**Records contained in a dataset:**
******

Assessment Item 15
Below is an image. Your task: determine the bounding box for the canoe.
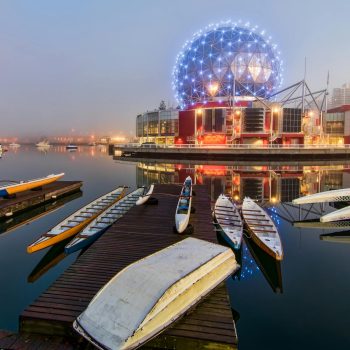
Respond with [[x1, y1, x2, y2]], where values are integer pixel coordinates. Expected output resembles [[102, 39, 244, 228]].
[[136, 184, 154, 205], [65, 187, 144, 254], [27, 186, 126, 253], [320, 205, 350, 222], [292, 188, 350, 205], [214, 194, 243, 249], [242, 197, 283, 261], [73, 237, 238, 350], [175, 176, 192, 233], [0, 173, 65, 197]]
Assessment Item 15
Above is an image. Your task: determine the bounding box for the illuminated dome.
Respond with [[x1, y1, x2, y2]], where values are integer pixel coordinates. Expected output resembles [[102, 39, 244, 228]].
[[173, 21, 283, 108]]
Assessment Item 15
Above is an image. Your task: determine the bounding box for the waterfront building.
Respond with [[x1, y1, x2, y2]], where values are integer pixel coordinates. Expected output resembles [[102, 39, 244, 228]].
[[136, 108, 179, 145], [135, 21, 329, 146]]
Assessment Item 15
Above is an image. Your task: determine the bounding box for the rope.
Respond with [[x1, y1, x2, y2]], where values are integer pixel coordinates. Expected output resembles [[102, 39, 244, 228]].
[[153, 192, 181, 197], [243, 230, 252, 239]]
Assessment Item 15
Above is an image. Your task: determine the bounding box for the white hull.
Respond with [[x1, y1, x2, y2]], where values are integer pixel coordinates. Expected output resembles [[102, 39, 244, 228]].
[[36, 141, 51, 148], [214, 194, 243, 249], [320, 205, 350, 222], [293, 188, 350, 205], [175, 176, 192, 233], [242, 197, 283, 260], [136, 184, 154, 205], [74, 237, 238, 350]]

******

**ACTIVITY:** Give back every record exactly. Omit the pictures.

**TASK ANSWER:**
Assessment Item 15
Below is an image. Your task: determine the bounding box for the canoe.
Respond with [[x1, y1, x2, y2]], where values are integer pixel coordinates. Expected output resembles [[102, 39, 244, 228]].
[[136, 184, 154, 205], [65, 187, 144, 254], [27, 186, 126, 253], [320, 205, 350, 222], [292, 188, 350, 205], [214, 194, 243, 249], [242, 197, 283, 261], [73, 237, 238, 350], [175, 176, 192, 233], [0, 173, 65, 197]]
Assessment Item 15
Above is an image. Your task: determine the bounding box for the illuminated dome.
Respond with [[x1, y1, x2, y2]], where values are integer pixel coordinates. Expected output resembles [[102, 39, 244, 228]].
[[173, 21, 283, 108]]
Assessment Item 15
Above is an image. Your task: determine the bounding box for the waterfront building.
Respond with [[x1, y1, x2, y2]], where values are integer pixel coordinates. Expected output resembles [[102, 39, 244, 228]].
[[136, 108, 179, 145], [135, 21, 329, 146]]
Assessment Item 15
Above is an image. Your task: determine the bounding box for the rope.
Respond with [[x1, y1, x2, y2]], where values are integer pixel coordinates. Expected output resembles [[102, 39, 244, 228]].
[[153, 192, 181, 197], [243, 230, 252, 239]]
Assessment Item 15
Above is an image. Your task: determine the bounding box for the white hull.
Respond with [[x1, y1, x2, y2]], where values are integer pixel coordinates. Expected output resembles [[102, 39, 244, 228]].
[[36, 141, 51, 148], [214, 194, 243, 249], [320, 205, 350, 222], [293, 188, 350, 205], [175, 176, 192, 233], [242, 197, 283, 260], [136, 184, 154, 205], [74, 237, 238, 350]]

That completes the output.